◆ Passage to read:

By CHRIS KIEFFER / NEMS Daily Journal
One thing was clear in the state’s recently released school rankings. Good test scores are not the only key to success.
In its second year, the state’s accountability model labels Mississippi’s schools and districts in seven tiers, ranging from Failing to Star. The rankings are based upon student scores on state standardized tests, student growth on those tests and high school graduation or completion rates.
The growth component plays an important role.
“A growth model is important because we get to measure ourselves from year to year,” said Oxford Superintendent Kim Stasny. “The focus of the school district should be where you come from year to year.”
Each school and district is given a Quality of Distribution Index, or QDI, which ranges from 0 to 300 and is based upon student test scores.
Schools and districts are then placed in one of the seven tiers based upon their QDI score and whether or not they met the state’s growth target.
If growth isn’t met, the QDI required to reach each level is higher. For instance, schools that meet growth need a QDI of 133 to 165 to be ranked Successful, while those that don’t meet growth must score between 165 and 199.
As a result, many schools with higher QDIs received a worse ranking than those with lower QDIs.
The Tupelo Public School District was ranked Academic Watch, the fourth level in the model, but had a higher QDI than 28 districts that were ranked Successful, the third level. For the second consecutive year, the district did not meet its growth target.
Greenwood had a QDI of 133, or 26 points lower than Tupelo, but was ranked Successful.
Increasing a QDI score doesn’t guarantee that a school will met its growth target. Instead, the growth target is based upon a formula that looks at every student test taker within the school or district.

◆ Work instruction 1:
Copy the school rankings article from "If growth isn’t" to "meet its growth target." and replace "Academic Watch" with "Under Review".
◆ Work instruction 2:
Shorten the paragraph of the school rankings article that begins "In its second year" and keep its main facts.
The records have nothing to do with the school rankings article.

◆ Data for analysis:
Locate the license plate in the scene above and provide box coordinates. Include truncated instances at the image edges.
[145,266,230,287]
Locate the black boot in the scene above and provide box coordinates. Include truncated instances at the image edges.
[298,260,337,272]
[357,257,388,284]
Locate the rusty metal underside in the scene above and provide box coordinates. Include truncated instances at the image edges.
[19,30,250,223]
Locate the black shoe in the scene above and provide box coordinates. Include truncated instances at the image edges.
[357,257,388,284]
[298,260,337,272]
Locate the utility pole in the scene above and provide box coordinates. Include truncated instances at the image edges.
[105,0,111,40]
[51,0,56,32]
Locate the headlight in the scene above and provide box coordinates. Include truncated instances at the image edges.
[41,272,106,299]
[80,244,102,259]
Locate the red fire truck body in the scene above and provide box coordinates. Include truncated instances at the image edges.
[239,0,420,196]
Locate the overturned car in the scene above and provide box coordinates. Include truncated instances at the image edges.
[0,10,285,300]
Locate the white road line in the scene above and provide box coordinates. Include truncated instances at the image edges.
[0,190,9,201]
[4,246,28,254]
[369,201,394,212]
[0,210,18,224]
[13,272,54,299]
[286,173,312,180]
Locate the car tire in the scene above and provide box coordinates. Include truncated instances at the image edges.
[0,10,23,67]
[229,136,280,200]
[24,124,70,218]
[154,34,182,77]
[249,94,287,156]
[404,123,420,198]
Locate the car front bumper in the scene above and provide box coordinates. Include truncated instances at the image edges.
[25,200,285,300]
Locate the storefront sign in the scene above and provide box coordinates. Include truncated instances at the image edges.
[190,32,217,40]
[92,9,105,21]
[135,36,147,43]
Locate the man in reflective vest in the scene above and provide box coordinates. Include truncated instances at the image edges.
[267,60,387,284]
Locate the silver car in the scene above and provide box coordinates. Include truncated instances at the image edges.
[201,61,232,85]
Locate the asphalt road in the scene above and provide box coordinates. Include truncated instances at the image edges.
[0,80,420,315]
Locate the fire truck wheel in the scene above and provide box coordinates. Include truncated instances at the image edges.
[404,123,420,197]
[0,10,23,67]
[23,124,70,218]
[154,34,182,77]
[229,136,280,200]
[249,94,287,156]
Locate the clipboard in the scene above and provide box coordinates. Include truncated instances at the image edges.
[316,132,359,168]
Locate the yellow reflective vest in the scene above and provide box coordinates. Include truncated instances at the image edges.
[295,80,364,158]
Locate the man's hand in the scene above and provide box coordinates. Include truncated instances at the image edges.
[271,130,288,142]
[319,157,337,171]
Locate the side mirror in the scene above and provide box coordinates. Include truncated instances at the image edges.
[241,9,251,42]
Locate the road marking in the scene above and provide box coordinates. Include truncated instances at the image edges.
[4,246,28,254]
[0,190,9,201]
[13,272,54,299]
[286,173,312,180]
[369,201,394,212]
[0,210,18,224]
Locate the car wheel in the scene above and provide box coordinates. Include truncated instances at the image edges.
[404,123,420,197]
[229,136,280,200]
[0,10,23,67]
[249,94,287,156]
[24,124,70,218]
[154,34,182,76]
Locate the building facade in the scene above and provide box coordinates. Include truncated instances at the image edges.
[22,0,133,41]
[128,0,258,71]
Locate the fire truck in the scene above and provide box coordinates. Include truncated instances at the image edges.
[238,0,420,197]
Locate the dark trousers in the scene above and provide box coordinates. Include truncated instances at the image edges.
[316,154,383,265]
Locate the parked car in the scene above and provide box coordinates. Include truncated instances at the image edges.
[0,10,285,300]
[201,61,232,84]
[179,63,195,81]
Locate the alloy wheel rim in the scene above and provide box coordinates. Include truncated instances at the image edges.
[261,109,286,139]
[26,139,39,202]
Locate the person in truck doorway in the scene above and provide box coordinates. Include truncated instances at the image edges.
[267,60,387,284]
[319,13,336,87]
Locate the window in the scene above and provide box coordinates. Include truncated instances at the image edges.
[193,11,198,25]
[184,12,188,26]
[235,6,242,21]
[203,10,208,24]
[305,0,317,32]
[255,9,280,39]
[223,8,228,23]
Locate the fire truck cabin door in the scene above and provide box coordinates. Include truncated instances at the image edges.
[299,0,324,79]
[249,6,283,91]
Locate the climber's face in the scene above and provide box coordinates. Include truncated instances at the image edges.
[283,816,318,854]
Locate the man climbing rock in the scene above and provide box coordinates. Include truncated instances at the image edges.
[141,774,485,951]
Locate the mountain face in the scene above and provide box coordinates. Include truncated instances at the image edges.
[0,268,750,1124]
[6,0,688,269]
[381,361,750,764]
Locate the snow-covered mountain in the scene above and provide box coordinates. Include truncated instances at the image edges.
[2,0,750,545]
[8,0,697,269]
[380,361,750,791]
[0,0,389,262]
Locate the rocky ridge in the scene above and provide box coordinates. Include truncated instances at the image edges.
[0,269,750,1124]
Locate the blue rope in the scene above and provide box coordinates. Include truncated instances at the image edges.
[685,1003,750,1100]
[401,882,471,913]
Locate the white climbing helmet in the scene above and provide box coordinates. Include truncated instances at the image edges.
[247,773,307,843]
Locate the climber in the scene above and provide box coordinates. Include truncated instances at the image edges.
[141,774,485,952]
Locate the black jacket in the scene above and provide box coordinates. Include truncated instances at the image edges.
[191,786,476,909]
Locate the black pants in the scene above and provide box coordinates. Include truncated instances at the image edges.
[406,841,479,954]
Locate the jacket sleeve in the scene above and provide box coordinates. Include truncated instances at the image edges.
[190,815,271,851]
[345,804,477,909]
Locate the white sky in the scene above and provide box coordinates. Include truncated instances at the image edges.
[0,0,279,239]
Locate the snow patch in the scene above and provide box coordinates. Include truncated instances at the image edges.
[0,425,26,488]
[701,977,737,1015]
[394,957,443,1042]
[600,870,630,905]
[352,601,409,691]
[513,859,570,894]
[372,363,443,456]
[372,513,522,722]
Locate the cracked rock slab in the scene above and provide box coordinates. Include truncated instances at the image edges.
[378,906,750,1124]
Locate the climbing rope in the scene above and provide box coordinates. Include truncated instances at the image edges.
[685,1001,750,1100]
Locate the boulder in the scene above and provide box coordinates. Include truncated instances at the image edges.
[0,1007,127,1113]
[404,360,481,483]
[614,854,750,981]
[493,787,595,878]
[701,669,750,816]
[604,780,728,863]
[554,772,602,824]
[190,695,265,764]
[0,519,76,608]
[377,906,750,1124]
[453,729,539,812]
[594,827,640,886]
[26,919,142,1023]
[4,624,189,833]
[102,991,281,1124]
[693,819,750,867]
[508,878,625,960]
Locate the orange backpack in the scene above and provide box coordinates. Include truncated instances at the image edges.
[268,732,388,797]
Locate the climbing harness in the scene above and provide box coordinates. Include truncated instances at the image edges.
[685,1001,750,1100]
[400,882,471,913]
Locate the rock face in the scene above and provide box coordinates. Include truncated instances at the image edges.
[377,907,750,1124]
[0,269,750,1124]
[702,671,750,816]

◆ Problem solution 1:
If growth isn’t met, the QDI required to reach each level is higher. For instance, schools that meet growth need a QDI of 133 to 165 to be ranked Successful, while those that don’t meet growth must score between 165 and 199.
As a result, many schools with higher QDIs received a worse ranking than those with lower QDIs.
The Tupelo Public School District was ranked Under Review, the fourth level in the model, but had a higher QDI than 28 districts that were ranked Successful, the third level. For the second consecutive year, the district did not meet its growth target.

◆ Problem solution 2:
Now in its second year, Mississippi's accountability model sorts schools and districts into seven tiers, from Failing to Star. The rankings rest on state test scores, student growth on those tests, and high school graduation or completion rates.